Exercise prompt —
Report how many lines of the listing contain the string "wooden". Give the number only.

Raw data —
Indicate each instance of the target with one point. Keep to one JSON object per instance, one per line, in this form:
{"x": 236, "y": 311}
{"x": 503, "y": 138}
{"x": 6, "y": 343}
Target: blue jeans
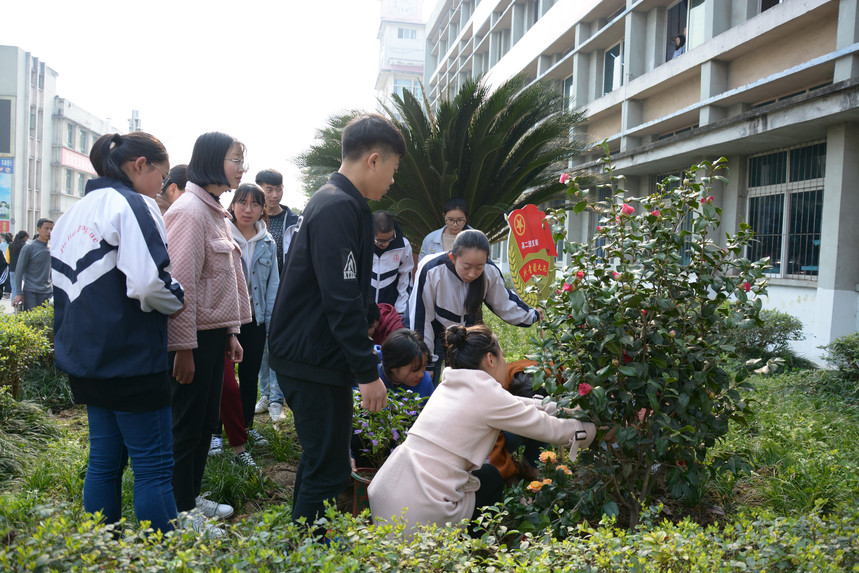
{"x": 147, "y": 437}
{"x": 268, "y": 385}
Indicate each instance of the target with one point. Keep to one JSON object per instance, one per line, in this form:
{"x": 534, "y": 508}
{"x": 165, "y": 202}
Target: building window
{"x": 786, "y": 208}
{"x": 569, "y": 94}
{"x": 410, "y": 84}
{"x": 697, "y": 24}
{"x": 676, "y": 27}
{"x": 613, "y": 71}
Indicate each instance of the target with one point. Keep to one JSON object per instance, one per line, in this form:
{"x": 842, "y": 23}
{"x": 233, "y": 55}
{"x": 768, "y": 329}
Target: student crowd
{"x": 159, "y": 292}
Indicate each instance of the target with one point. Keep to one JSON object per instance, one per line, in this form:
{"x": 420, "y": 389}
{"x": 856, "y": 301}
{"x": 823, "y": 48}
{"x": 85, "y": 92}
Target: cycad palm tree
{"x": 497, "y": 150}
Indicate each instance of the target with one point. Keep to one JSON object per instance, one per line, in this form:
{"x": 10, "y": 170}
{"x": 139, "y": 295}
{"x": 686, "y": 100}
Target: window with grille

==

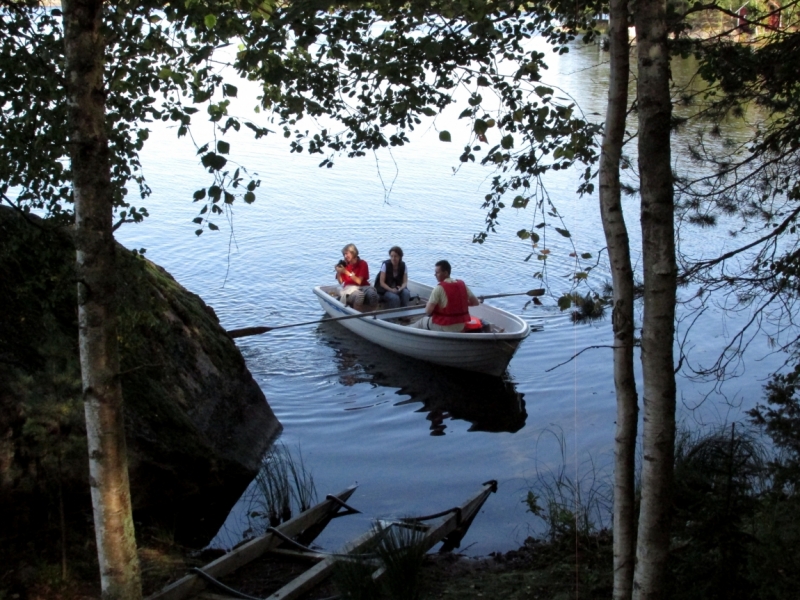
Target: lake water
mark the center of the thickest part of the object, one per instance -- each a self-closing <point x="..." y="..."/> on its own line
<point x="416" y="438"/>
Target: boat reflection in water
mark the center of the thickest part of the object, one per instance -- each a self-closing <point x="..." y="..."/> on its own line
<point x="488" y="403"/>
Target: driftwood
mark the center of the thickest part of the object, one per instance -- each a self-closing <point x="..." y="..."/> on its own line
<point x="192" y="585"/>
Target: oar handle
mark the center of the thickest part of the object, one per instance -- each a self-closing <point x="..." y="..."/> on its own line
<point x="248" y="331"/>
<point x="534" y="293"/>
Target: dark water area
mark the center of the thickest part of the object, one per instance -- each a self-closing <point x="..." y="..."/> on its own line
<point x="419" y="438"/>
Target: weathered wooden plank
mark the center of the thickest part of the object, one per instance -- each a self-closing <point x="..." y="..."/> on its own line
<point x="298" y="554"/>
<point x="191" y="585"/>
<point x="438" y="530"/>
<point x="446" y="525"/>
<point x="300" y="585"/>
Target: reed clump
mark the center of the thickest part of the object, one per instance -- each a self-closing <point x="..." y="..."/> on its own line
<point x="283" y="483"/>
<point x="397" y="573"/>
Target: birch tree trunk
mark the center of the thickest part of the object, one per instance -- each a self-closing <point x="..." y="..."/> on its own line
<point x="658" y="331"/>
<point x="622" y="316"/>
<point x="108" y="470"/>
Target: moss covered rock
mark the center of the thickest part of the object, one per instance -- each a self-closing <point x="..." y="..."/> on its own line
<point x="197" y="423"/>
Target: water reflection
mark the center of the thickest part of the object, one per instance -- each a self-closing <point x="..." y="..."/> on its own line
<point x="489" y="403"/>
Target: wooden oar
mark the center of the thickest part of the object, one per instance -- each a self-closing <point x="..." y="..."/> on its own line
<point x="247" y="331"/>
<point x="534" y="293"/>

* * *

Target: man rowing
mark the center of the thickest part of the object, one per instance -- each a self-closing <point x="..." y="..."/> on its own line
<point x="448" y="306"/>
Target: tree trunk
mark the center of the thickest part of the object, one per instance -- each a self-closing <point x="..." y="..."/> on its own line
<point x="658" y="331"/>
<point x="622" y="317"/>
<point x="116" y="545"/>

Finished task —
2